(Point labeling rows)
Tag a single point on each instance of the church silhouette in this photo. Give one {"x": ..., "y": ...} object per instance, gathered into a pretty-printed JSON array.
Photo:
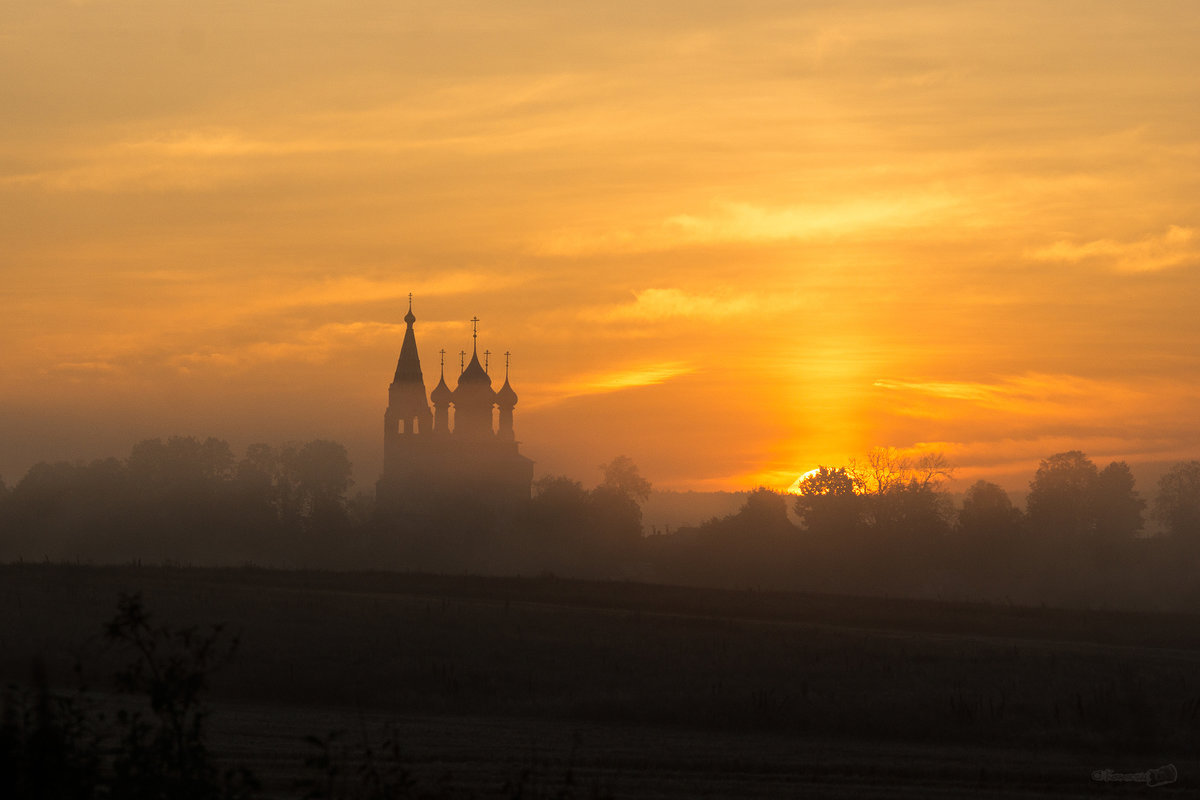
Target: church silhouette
[{"x": 426, "y": 459}]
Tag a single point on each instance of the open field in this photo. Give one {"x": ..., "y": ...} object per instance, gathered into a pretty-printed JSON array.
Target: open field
[{"x": 654, "y": 691}]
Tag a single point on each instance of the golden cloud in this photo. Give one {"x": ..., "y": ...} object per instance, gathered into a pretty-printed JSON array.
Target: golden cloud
[{"x": 1175, "y": 247}]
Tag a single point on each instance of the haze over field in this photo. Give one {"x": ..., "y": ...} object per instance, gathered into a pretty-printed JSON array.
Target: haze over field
[{"x": 730, "y": 240}]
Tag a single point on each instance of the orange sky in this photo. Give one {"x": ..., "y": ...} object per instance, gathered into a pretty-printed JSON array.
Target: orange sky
[{"x": 729, "y": 240}]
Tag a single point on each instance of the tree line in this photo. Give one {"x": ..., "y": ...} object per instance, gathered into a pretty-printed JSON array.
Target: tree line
[
  {"x": 881, "y": 524},
  {"x": 886, "y": 525}
]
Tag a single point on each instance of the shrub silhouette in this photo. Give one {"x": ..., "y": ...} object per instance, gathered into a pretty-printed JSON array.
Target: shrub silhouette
[{"x": 59, "y": 746}]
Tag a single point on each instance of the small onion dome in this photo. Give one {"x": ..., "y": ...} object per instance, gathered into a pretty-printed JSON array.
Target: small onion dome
[
  {"x": 505, "y": 397},
  {"x": 474, "y": 373},
  {"x": 442, "y": 394}
]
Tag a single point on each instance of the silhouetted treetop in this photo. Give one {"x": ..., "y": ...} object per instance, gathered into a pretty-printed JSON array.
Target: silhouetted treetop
[
  {"x": 621, "y": 475},
  {"x": 1177, "y": 504},
  {"x": 988, "y": 511}
]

*Problem requirements:* Copy the rows word for word, starting with the line that contains "Tag a single point on each instance of the silhouetted" and continuing through the last line of the rows.

*Answer to the problem:*
Tag a single point on each instance of the silhouetted treetop in this photo. Give one {"x": ..., "y": ...} object per instance, gathered into a pretty-printed JSON array.
Target: silhouetted treetop
[
  {"x": 621, "y": 475},
  {"x": 1177, "y": 504},
  {"x": 988, "y": 511}
]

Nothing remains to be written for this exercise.